■ Request: Pull out the listing below word for word, starting at its first line and ending at the line that contains "[[724, 645], [761, 634]]", with both of those lines included.
###
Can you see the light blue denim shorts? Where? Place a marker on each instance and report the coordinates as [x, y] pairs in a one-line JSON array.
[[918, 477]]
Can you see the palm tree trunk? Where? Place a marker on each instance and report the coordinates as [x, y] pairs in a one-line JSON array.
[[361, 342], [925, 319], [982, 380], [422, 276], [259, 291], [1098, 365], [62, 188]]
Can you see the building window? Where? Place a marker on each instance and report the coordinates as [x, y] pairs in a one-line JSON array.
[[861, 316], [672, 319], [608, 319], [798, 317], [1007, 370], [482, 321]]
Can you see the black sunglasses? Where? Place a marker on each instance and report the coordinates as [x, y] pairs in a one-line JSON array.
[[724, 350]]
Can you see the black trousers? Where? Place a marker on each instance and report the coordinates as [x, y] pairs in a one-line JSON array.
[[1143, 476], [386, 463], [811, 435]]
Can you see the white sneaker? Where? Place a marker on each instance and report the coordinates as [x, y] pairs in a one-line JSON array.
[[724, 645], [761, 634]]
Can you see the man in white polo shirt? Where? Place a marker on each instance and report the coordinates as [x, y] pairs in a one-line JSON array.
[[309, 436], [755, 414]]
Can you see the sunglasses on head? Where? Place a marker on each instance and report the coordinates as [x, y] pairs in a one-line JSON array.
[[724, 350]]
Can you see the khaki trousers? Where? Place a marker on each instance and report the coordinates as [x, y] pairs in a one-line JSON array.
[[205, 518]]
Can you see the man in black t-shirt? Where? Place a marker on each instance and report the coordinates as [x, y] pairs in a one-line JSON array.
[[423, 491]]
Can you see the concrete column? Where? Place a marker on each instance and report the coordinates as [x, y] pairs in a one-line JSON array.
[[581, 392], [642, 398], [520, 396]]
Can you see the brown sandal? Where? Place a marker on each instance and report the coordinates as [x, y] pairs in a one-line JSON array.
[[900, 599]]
###
■ Task response:
Can you see the light blue denim shorts? Where? Place a marker on each instance and report the coordinates as [x, y] pairs in a one-line JSON array.
[[918, 477]]
Can you see the palm tree trunk? Where? Place a marker on each instance and report the coordinates as [x, y] pairs in a one-line JSON array.
[[361, 342], [925, 319], [982, 380], [422, 276], [259, 291], [1098, 365], [62, 188]]
Can you see the building window? Where? Place a marker on each instance and report the coordinates as [x, y] pairs in a one-line JSON array.
[[861, 316], [672, 319], [608, 319], [798, 317], [1007, 370], [482, 321]]
Can you see the black sunglasses? Where? Place a marker on each instance and report the coordinates as [x, y] pairs in a one-line JSON array.
[[724, 350]]
Can you see the black trousers? Where? Place a marker on each instance and report the coordinates as [x, y] pairs in a one-line JSON array.
[[1143, 476], [386, 463], [811, 435]]
Can you see the white sneaker? Where? Place a marker on each instance and report the coordinates as [x, y] pairs in a one-line JSON array.
[[724, 645], [761, 634]]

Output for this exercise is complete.